▶ _Problem_: Please reproduce every one of the items below word for word.

▶ _Data supplied_:
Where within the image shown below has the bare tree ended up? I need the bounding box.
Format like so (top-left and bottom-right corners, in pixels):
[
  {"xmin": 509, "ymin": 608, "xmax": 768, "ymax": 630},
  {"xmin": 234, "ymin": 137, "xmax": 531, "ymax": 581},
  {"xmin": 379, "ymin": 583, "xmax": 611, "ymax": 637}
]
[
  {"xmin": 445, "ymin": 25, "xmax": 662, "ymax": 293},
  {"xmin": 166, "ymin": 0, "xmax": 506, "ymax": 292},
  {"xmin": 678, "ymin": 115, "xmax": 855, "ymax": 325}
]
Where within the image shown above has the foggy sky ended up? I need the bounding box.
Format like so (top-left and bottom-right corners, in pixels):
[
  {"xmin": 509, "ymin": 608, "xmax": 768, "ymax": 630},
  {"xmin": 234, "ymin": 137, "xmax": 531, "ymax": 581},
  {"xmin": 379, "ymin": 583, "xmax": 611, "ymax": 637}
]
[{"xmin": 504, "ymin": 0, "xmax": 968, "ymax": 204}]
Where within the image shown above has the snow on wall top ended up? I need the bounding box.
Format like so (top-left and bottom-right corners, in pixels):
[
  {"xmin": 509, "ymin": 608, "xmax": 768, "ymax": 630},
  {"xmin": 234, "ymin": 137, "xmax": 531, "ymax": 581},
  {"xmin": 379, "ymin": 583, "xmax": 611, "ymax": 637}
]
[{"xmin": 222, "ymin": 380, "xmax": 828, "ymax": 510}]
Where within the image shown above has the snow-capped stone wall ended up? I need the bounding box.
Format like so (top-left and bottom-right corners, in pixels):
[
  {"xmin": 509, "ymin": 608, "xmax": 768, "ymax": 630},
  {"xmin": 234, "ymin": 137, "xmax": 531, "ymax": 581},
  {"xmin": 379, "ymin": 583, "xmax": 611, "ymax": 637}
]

▶ _Expected answer_:
Where within the image shown below has the bare tree ended up? I need the bounding box.
Format like so (top-left and bottom-right corners, in pixels):
[
  {"xmin": 509, "ymin": 608, "xmax": 768, "ymax": 630},
  {"xmin": 234, "ymin": 137, "xmax": 531, "ymax": 581},
  {"xmin": 379, "ymin": 583, "xmax": 611, "ymax": 637}
]
[
  {"xmin": 445, "ymin": 25, "xmax": 662, "ymax": 293},
  {"xmin": 166, "ymin": 0, "xmax": 506, "ymax": 292},
  {"xmin": 678, "ymin": 115, "xmax": 855, "ymax": 325}
]
Where within the image shown above has the foggy sky ended up? I need the bounding box.
Format like so (top-left and bottom-right corners, in pixels):
[
  {"xmin": 509, "ymin": 608, "xmax": 768, "ymax": 630},
  {"xmin": 234, "ymin": 137, "xmax": 531, "ymax": 581},
  {"xmin": 379, "ymin": 583, "xmax": 611, "ymax": 637}
]
[{"xmin": 504, "ymin": 0, "xmax": 968, "ymax": 204}]
Where within the image shown above has the snow on wall top ended up? I need the bounding box.
Format like so (top-left and bottom-right corners, in pixels):
[
  {"xmin": 509, "ymin": 608, "xmax": 768, "ymax": 630},
  {"xmin": 234, "ymin": 137, "xmax": 531, "ymax": 581},
  {"xmin": 379, "ymin": 583, "xmax": 611, "ymax": 637}
]
[{"xmin": 222, "ymin": 380, "xmax": 828, "ymax": 510}]
Where within the image shown above has the snow-capped stone wall ended up? I need the bounding box.
Format like so (top-left and bottom-right corners, in pixels):
[
  {"xmin": 509, "ymin": 608, "xmax": 768, "ymax": 630},
  {"xmin": 234, "ymin": 137, "xmax": 531, "ymax": 581},
  {"xmin": 379, "ymin": 583, "xmax": 611, "ymax": 637}
]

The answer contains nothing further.